* What is expected
The data below holds a line containing "Query: wooden cupboard" and a line containing "Query: armchair cushion"; please quote exactly those two lines and every line between them, and nothing else.

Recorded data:
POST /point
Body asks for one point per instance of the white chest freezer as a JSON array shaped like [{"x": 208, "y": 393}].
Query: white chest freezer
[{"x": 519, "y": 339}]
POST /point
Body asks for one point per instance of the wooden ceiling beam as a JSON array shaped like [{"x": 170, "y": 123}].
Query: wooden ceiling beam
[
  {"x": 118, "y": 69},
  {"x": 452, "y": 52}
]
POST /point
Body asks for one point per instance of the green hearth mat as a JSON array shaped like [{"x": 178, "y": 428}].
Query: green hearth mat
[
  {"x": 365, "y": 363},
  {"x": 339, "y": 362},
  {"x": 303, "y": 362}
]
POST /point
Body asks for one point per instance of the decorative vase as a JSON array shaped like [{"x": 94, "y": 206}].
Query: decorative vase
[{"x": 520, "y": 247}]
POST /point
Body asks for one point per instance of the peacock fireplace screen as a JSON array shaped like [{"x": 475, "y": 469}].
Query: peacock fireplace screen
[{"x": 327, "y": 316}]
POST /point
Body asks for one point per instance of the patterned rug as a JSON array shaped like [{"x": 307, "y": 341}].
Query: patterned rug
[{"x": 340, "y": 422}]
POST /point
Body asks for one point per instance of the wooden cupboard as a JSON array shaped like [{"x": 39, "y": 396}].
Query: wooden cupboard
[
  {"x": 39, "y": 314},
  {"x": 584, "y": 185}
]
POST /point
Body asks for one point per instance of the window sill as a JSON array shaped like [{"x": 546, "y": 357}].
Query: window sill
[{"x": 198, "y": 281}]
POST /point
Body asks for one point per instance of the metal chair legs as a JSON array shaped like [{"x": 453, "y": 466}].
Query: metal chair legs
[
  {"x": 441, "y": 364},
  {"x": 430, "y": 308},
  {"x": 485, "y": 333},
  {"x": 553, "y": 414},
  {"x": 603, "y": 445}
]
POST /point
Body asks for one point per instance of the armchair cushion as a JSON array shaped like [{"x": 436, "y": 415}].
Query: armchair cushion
...
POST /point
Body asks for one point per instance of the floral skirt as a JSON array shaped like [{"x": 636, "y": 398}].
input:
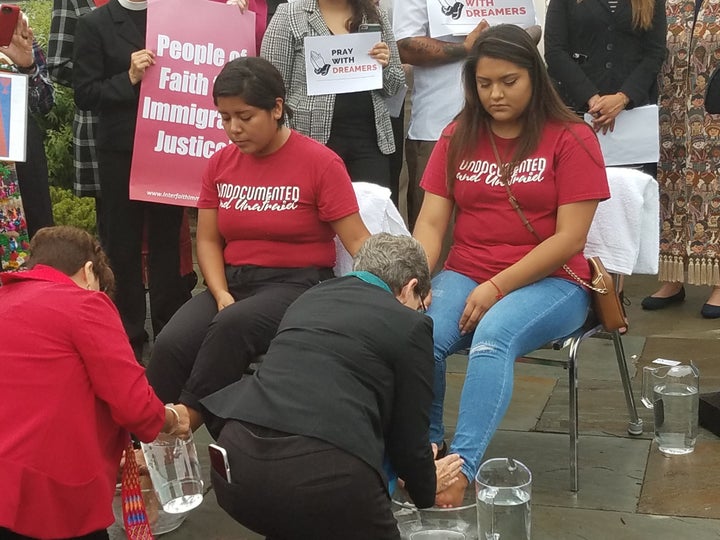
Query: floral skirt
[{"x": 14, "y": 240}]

* Reply to the task
Query: wooden cupboard
[
  {"x": 39, "y": 314},
  {"x": 584, "y": 185}
]
POST /point
Body asks for one point per instance of the window sill as a JSON array shaped like [{"x": 546, "y": 357}].
Query: window sill
[{"x": 198, "y": 281}]
POST /point
Body asks for one point per instance of the metal chair legs as a JSON array shaped like [{"x": 453, "y": 466}].
Query: metal chair legs
[
  {"x": 441, "y": 364},
  {"x": 430, "y": 308},
  {"x": 485, "y": 333},
  {"x": 553, "y": 414},
  {"x": 603, "y": 445}
]
POST /point
Body asks for one point per instance of the armchair cushion as a JSON array shaped like [{"x": 436, "y": 415}].
Query: armchair cushion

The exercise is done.